• [Sezione del documento]:
___
Le fantastiche avventure di Kavalier e Clay / Michael Chabon

2001 (c) Rizzoli - p. 821

La storia in breve:

Joseph Kavalier è un ragazzo di Praga che riesce a fuggire (in qualche modo grazie al Golem) dalle persecuzioni naziste, rifugiandosi a New York (anno 1939) presso il cugino Sammy Klayman. Jo(s)e(ph) e Sam(my) sono i protagonisti di un’avventura di successo (mal retribuito) nell’ambiente dei fumetti: il primo come abilissimo disegnatore, il secondo come inesauribile inventore di storie. Il genere è quello del super eroe, il loro primo personaggio è l’Escapista (che come simbolo ha una chiave d’oro): ossia un cultore dell’arte della fuga alla maniera di Houdini (arte coltivata a Praga dallo stesso Joseph). La sua missione è quella di liberare gli oppressi.
In questa linea s’innestano e s’intrecciano i disperati tentativi di Joe di salvare la propria famiglia rimasta in Cecoslovacchia, i rapporti con gli editori e la città di New York, l’ostilità di Joe nei confronti dei tedeschi residenti in città, l’Empire State Building, la latente omosessualità di Sam, l’amore tra Joe e Rosa, la partecipazione degli Stati Uniti alla Seconda Guerra Mondiale e la fuga di Joe, il matrimonio tra Rosa e Sam, il figlio di Rosa (Tommy), il ritorno di Joe ed il conquistato lieto fine.

 

Commento:

Un romanzo intenso e denso di vita.

Le ambientazioni (da Praga a New York), l’intrecciarsi di Storia (la seconda Guerra Mondiale, la persecuzione contro gli ebrei, la vita newyorchese negli anni 40) e storie (quelle dei protagonisti, dall’infanzia alla loro gioventù, le avventure dei loro fumetti, le loro relazioni sentimentali...) non a caso sono state premiate con il Pulitzer. La struttura narrativa procede con salti temporali che a volte rendono impossibile al lettore la repentina messa a fuoco del reale svolgersi delle vicende, a volte gli permettono di conoscere un particolare esito con largo anticipo rispetto alle azioni che lo hanno determinato (azioni descritte poi lungamente nei capitoli successivi). In questo modo la voce narrante impersonale, che conosce al dettaglio i sentimenti dei personaggi, non rinuncia a solleticare il lettore, a riempirlo di esistenze, a commueverlo, a dargli colore e calore. Infatti l’accuratezza di questo romanzo in ogni frase, dove ogni gesto ed aspetto dei personaggi è linguisticamente agganciato ad una similitudine, rende inevitabile la soddisfazione piena e sincera che ne accompagna la lettura. Un romanzo che si permette il lusso di usare una parziale storia dei fumetti senza apparire banale, né superficiale, né tantomeno scialbo.
___
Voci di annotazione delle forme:
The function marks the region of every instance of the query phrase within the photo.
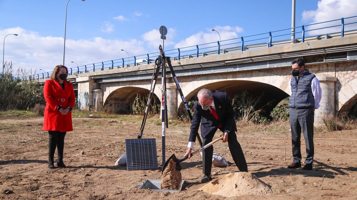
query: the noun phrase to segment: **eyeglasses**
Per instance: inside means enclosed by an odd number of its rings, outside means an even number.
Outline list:
[[[213,98],[211,98],[210,99],[210,101],[208,102],[208,103],[207,103],[207,104],[201,104],[201,103],[200,103],[200,102],[198,102],[198,105],[200,105],[200,106],[211,106],[211,104],[212,103],[210,103],[210,102],[211,102],[211,100],[213,100]]]

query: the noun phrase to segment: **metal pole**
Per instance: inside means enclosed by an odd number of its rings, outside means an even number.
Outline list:
[[[126,54],[128,54],[128,65],[127,65],[129,66],[129,54],[128,53],[128,52],[127,52],[126,51],[124,50],[124,49],[120,49],[120,50],[123,51],[123,52],[126,52]]]
[[[4,68],[5,68],[5,65],[4,64],[4,58],[5,56],[5,38],[6,38],[6,36],[9,35],[14,35],[16,36],[18,35],[17,34],[8,34],[5,36],[5,37],[4,38],[4,43],[2,45],[2,73],[4,73]]]
[[[291,44],[295,43],[295,0],[292,0],[291,6]]]
[[[64,42],[63,43],[63,65],[65,65],[65,50],[66,49],[66,25],[67,24],[67,8],[68,5],[68,3],[71,0],[68,0],[67,3],[66,4],[66,15],[65,17],[65,37]]]
[[[64,42],[63,43],[63,65],[65,65],[65,50],[66,49],[66,25],[67,24],[67,6],[68,5],[68,2],[71,0],[68,0],[67,1],[67,3],[66,4],[66,15],[65,17],[65,36],[64,36]],[[82,1],[84,1],[85,0],[82,0]]]
[[[215,30],[215,29],[211,29],[211,30],[212,31],[215,31],[216,32],[217,32],[217,33],[218,34],[218,35],[220,36],[220,44],[221,44],[221,41],[222,40],[221,39],[221,35],[220,35],[220,33],[218,33],[218,31],[216,30]]]

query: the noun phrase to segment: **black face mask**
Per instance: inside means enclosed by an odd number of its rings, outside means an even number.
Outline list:
[[[297,77],[299,75],[299,74],[300,73],[300,72],[297,69],[293,69],[292,71],[291,72],[291,75],[294,77]]]
[[[62,81],[66,81],[67,80],[67,75],[66,73],[60,74],[59,75],[60,79]]]

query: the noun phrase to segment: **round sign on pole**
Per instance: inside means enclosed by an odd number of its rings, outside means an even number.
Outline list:
[[[166,35],[166,34],[167,34],[167,29],[166,28],[166,27],[165,26],[160,26],[159,30],[160,31],[160,34],[161,34],[161,35]]]

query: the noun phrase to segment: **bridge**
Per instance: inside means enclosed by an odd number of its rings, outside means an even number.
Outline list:
[[[347,18],[355,19],[356,17]],[[187,47],[187,53],[184,55],[182,49],[171,55],[166,53],[167,51],[165,53],[167,56],[172,56],[171,63],[186,99],[195,98],[203,88],[225,92],[231,96],[246,91],[255,96],[263,94],[260,106],[270,102],[265,107],[268,113],[289,96],[291,62],[295,58],[303,58],[306,68],[316,75],[322,89],[321,107],[315,111],[315,120],[321,121],[326,114],[340,116],[348,114],[357,102],[357,32],[353,29],[345,30],[347,25],[357,21],[345,23],[343,18],[338,20],[341,21],[341,24],[318,29],[339,26],[341,31],[305,37],[306,31],[303,26],[300,32],[301,37],[293,41],[290,39],[273,41],[271,32],[269,37],[260,39],[268,39],[266,42],[247,44],[242,37],[239,46],[228,40],[218,41],[215,46],[208,43],[201,45],[201,48],[198,45]],[[334,21],[336,20],[324,23]],[[290,37],[290,34],[277,37]],[[222,48],[225,45],[226,48]],[[194,53],[188,53],[192,51]],[[130,60],[124,65],[123,59],[121,65],[116,66],[112,60],[111,65],[110,62],[100,63],[101,67],[96,68],[93,64],[91,69],[85,65],[85,68],[81,68],[84,71],[80,70],[79,67],[76,73],[73,73],[71,68],[71,75],[68,78],[74,83],[79,107],[130,112],[137,94],[147,95],[151,87],[155,64],[150,60],[156,57],[149,54],[146,56],[146,60],[142,60],[134,57],[134,65],[131,65]],[[168,117],[175,119],[184,111],[173,78],[170,72],[167,72]],[[39,78],[38,75],[37,78],[43,82],[46,77],[42,75],[44,78]],[[157,101],[161,99],[161,86],[159,81],[155,88]]]

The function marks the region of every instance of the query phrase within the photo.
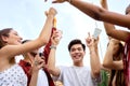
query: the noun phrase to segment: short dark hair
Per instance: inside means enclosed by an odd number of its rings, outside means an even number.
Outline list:
[[[72,46],[75,45],[75,44],[81,44],[83,51],[86,51],[86,45],[81,42],[81,40],[75,39],[75,40],[72,40],[68,44],[68,51],[69,52],[70,52]]]

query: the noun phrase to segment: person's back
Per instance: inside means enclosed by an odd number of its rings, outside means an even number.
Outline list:
[[[0,30],[0,86],[27,86],[27,77],[22,67],[15,63],[15,56],[30,52],[48,43],[55,14],[56,11],[51,8],[39,38],[29,43],[22,44],[22,38],[12,28]],[[29,86],[36,86],[37,84],[37,73],[43,66],[42,60],[39,61],[40,63],[37,63],[37,60],[34,62],[32,77]]]

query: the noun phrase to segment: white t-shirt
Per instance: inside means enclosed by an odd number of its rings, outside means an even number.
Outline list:
[[[91,70],[88,67],[58,67],[61,74],[53,77],[61,81],[64,86],[98,86],[98,82],[92,80]]]
[[[27,86],[27,76],[18,64],[0,72],[0,86]]]
[[[47,74],[42,69],[38,73],[37,86],[49,86]]]

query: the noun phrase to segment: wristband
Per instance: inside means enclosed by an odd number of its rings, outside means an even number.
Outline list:
[[[56,49],[56,46],[55,45],[51,45],[50,49],[52,49],[52,48]]]

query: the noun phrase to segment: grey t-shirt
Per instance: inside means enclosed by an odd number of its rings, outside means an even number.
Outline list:
[[[91,70],[88,67],[58,68],[61,74],[58,77],[54,77],[54,80],[61,81],[64,86],[98,86],[98,81],[92,78]]]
___
• [Istruzioni di lavoro]:
1) Ricopia dalla recensione del romanzo di Chabon il passo che si apre con le parole contenenti "Joseph Kavalier è" e si chiude con "liberare gli oppressi.".
2) Traduci in inglese questa frase della recensione del romanzo di Chabon: "Un romanzo intenso e denso di vita."
3) Per favore, scrivi il seguito della recensione del romanzo di Chabon a partire da dove si interrompe.

• [Soluzioni dell'esercizio]:
1)
Joseph Kavalier è un ragazzo di Praga che riesce a fuggire (in qualche modo grazie al Golem) dalle persecuzioni naziste, rifugiandosi a New York (anno 1939) presso il cugino Sammy Klayman. Jo(s)e(ph) e Sam(my) sono i protagonisti di un’avventura di successo (mal retribuito) nell’ambiente dei fumetti: il primo come abilissimo disegnatore, il secondo come inesauribile inventore di storie. Il genere è quello del super eroe, il loro primo personaggio è l’Escapista (che come simbolo ha una chiave d’oro): ossia un cultore dell’arte della fuga alla maniera di Houdini (arte coltivata a Praga dallo stesso Joseph). La sua missione è quella di liberare gli oppressi.

2) An intense novel, dense with life.

3)
Stralci:

[Joe sta pensando alla sua famiglia ancora lontana]

Joe si mise una mano in tasca e prese l’arancia [...] se l’avvicinò al naso e aspirò profondamente, cercando di trarre qualche motivo di buonumore o di consolazione nel profumo vivido, oleoso, impalpabile della buccia. Invece ebbe solo paura. Aveva il respiro corto, affaticato. L’odore acre del tunnel, che si riversava attraverso la feritoia aperta, sembrava scacciare tutto il resto. All’improvviso, lo squalo del terrore, che non mancava mai di fare il suo giro di ronda dentro il corpo di Joe, emerse in superficie. Non puoi salvarli, disse una voce così vicina al suo orecchio che si guardò attorno. Nessuno gli aveva parlato.

[pag. 236]

[Love, un influente uomo d’affari, incontra Joe]

Il ragazzo aveva una bella stretta di mano, ferma e asciutta. Anche se pareva che li portasse da troppo tempo, i suoi vestiti erano di buona qualità: una camicia con le cifre ricamate sul taschino, una cravatta di seta cruda, pantaloni grigi di lana pettinata, con un bel risvolto. Ma aveva l’aria denutrita dell’immigrato, gli occhi infossati erano stanchi e circospetti, le punte delle dita macchiate di giallo. Le unghie erano in ordine, ma sporche di inchiostro. Aveva l’aria di uno che non riposa bene da tanto tempo, anzi sembrava stanco morto e – a Love, poco attento, di solito, ai sentimenti altrui, parve strano essersene accorto – era triste. Un newyorkese meno beneducato probabilmente gli avrebbe chiesto: Dov’è il morto?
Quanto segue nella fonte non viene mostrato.